▸ **WRITTEN EXERCISE A**
In the forum post about starting a photo club, copy the passage from "# Help me - I" up to and including "more I think)".
▸ **WRITTEN EXERCISE B**
Translate this sentence from the forum post about starting a photo club into Spanish: "I want to start a photo club here."

# Help me - I want to start a photo club - read more



## OVR (Aug 9, 2006)

Hello...
   I'm VictorRazvan,O from Bucharest Romania... I'm a student at: The Engineering and Management of Technological Systems
   I want to start a photo club here. In all our Romania we have a few (after the communist era almost all were destroyed). In the biggest city (the capital) is only one photo club (and very small with no conditions...).
   I want to found a new club in Bucharest (maybe to write history in this domain) that is fated especially to the youth (but not only...)
   I dream to a big and successfully club to set rights this domain in my country but I don't have resources.
 That is the reason for my "yell for help" - resources... (maybe an admin can help me to make a campaign on this site... we will call it "yell for help". people will see faster and they will help more I think)
 Mitica100 recommended me this site... so now I will tell you what I want from you... I want help...
 my club needs anything that can be useful... I will make a list in the importance order:
 1. money - the most important thing for an activity in our days... I can't finish the papers because I don't have money (I'm a student and my family is an average one and in my country the life is very expensive) ... and because of the money problem I can't do a lot for the club...

▸ **STORED DATA**
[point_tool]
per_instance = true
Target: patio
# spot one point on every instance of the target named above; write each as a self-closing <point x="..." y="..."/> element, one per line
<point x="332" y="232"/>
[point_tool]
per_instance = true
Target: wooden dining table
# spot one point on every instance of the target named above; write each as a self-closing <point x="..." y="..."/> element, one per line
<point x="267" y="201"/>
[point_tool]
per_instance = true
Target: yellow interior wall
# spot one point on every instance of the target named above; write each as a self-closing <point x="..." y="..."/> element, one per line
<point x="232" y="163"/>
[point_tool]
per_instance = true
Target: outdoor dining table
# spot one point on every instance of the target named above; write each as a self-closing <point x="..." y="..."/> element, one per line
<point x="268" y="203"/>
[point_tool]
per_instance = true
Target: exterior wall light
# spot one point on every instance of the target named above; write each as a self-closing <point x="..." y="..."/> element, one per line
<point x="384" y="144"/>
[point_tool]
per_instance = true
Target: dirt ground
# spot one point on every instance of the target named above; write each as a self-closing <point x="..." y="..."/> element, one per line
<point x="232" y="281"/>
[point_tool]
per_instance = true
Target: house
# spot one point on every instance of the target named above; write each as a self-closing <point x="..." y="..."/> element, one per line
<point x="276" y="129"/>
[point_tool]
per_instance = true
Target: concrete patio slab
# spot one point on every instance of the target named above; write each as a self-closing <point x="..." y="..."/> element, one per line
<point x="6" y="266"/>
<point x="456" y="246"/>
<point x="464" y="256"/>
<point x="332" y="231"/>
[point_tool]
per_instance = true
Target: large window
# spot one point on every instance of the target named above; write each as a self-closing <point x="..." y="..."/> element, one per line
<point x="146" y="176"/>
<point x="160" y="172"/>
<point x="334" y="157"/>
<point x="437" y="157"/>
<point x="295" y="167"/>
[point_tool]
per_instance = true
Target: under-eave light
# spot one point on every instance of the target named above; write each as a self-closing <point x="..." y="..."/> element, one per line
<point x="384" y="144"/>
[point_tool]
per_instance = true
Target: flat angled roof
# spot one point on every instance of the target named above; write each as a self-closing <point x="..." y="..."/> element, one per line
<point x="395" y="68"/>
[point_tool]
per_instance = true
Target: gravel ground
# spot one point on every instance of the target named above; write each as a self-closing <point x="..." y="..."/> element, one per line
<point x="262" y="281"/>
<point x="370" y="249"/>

▸ **CORRECT RESULT A**
# Help me - I want to start a photo club - read more



## OVR (Aug 9, 2006)

Hello...
   I'm VictorRazvan,O from Bucharest Romania... I'm a student at: The Engineering and Management of Technological Systems
   I want to start a photo club here. In all our Romania we have a few (after the communist era almost all were destroyed). In the biggest city (the capital) is only one photo club (and very small with no conditions...).
   I want to found a new club in Bucharest (maybe to write history in this domain) that is fated especially to the youth (but not only...)
   I dream to a big and successfully club to set rights this domain in my country but I don't have resources.
 That is the reason for my "yell for help" - resources... (maybe an admin can help me to make a campaign on this site... we will call it "yell for help". people will see faster and they will help more I think)

▸ **CORRECT RESULT B**
Quiero empezar un club de fotografía aquí.